(Point localization data)
○ ○ ○ ○ ○ ○ ○
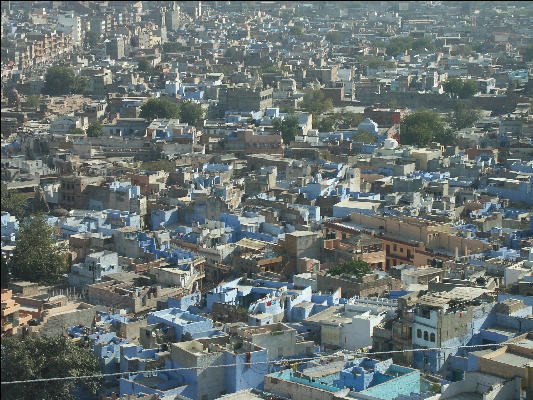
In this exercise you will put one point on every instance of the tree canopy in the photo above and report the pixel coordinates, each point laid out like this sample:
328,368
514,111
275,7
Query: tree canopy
159,108
459,88
288,128
62,80
94,129
423,127
359,268
44,357
315,102
38,257
191,113
462,116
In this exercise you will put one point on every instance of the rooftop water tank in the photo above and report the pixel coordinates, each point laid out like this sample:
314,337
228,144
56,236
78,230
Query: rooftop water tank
390,144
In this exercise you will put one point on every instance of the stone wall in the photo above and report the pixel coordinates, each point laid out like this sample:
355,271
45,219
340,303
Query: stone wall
56,325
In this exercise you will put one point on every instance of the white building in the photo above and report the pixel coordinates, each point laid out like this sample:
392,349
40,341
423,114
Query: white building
72,21
64,124
351,328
○ ○ ○ ○ ○ ○ ○
PROBLEM REQUIREMENTS: Write out exactly the lines from the one containing "Query: tree canopy" through the end of the data, both included. Add nothing else.

RESPONSE:
Query: tree canopy
159,108
459,88
288,128
62,80
94,129
423,127
359,268
44,357
315,102
38,257
191,113
462,116
In this exercise you will put one point on every instance of the rooftop water tank in the photo above and report the pixel coordinates, each point laid out like this sample:
314,337
228,144
56,236
78,230
Query: rooftop water tank
390,144
In this exercise you will put one point on every instance of the stone wall in the photo above and report the pixel coordinates, each point laid out like this sample:
355,271
45,219
340,303
Query: stone wall
56,325
In this exercise you will put one point on every instance of the white building in the photo above and report the pixel coordinates, each point laid out like this sample:
392,349
40,341
423,114
Query: white building
72,21
64,124
351,328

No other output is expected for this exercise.